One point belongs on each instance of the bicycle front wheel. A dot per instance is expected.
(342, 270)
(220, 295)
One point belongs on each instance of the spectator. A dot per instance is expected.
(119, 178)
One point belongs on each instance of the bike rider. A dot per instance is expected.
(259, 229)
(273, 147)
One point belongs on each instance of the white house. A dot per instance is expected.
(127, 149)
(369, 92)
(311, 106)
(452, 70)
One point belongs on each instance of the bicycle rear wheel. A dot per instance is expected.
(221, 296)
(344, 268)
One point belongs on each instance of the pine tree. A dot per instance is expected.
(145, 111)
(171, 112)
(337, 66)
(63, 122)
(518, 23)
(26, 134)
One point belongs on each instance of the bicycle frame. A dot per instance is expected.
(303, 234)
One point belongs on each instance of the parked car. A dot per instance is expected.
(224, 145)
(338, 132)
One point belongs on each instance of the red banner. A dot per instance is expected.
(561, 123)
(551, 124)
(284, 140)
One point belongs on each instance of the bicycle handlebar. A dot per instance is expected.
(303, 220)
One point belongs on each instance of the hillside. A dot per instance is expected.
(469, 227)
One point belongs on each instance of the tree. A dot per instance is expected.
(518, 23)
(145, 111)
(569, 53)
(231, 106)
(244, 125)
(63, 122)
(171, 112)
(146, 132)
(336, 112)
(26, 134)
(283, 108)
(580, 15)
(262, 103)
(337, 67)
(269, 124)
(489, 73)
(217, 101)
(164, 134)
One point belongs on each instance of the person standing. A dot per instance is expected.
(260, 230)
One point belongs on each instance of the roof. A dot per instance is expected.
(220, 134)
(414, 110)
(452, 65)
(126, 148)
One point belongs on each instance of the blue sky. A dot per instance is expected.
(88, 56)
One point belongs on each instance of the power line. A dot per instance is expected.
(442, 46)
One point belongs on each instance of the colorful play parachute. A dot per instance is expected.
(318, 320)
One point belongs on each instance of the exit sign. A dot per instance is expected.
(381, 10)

□ □ □ □

> **WHAT THIS TASK INVOLVES**
Each record above should be returned exactly as it appears.

> **OUTPUT BELOW**
One point belongs on each instance of the bicycle front wheel. A dot per instance is expected.
(342, 270)
(220, 295)
One point belongs on each instance of the spectator. A dot per instance is expected.
(119, 178)
One point belongs on each instance of the bike rider. A dot per instance is expected.
(259, 229)
(273, 147)
One point belongs on each instance of the white house. A dot per instance is expected.
(127, 149)
(369, 92)
(311, 106)
(452, 70)
One point belongs on each instance of the bicycle rear wheel. A dot per instance is expected.
(221, 296)
(344, 268)
One point belongs on each instance of the pine tree. A dot per instance is expected.
(145, 111)
(171, 112)
(337, 66)
(63, 122)
(518, 23)
(26, 134)
One point belongs on each instance of the bicycle frame. A dot per instance is expected.
(303, 234)
One point belongs on each instance of the parked car. A dot per instance is expected.
(224, 145)
(338, 132)
One point belongs on each instance of the red banner. A dot per instance is expected.
(561, 123)
(551, 124)
(284, 140)
One point belongs on each instance of the bicycle handlebar. A dot per instance is expected.
(303, 220)
One point belongs on each instance of the hillside. A dot per instance is expected.
(469, 227)
One point belongs on each instance of the tree. A dot per instance is expected.
(518, 23)
(145, 111)
(569, 53)
(231, 106)
(244, 125)
(63, 122)
(171, 112)
(146, 132)
(336, 112)
(26, 134)
(283, 108)
(580, 15)
(262, 103)
(337, 67)
(269, 124)
(489, 73)
(217, 101)
(164, 134)
One point belongs on each instance of the person standing. A dot per instance is expected.
(260, 230)
One point belongs on each instance of the roof. A dot per instance is expected.
(220, 134)
(414, 110)
(452, 65)
(126, 148)
One point belongs on each instance of the blue sky. A dot per instance is expected.
(88, 56)
One point belongs on each instance of the power line. A dot per instance is expected.
(442, 46)
One point belongs on each instance of the colorful play parachute. A dot per instance is expected.
(318, 320)
One point belongs on each instance of the exit sign. A dot per instance is expected.
(381, 10)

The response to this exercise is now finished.